→ WHAT TO WORK ON
Copy the listing exactly; drop the pictures.

→ DATA RECORDS
--------------------

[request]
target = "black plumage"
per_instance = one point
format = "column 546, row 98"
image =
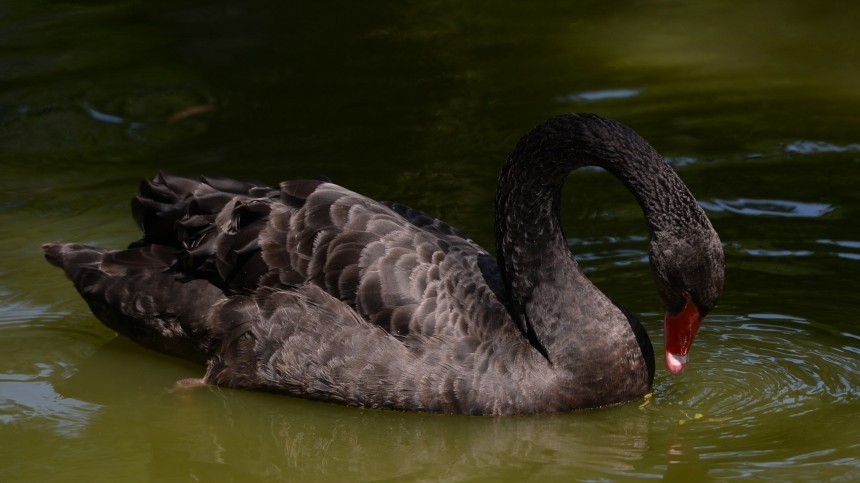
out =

--------------------

→ ANSWER AREA
[request]
target = "black plumage"
per_instance = one point
format = "column 546, row 98"
image =
out =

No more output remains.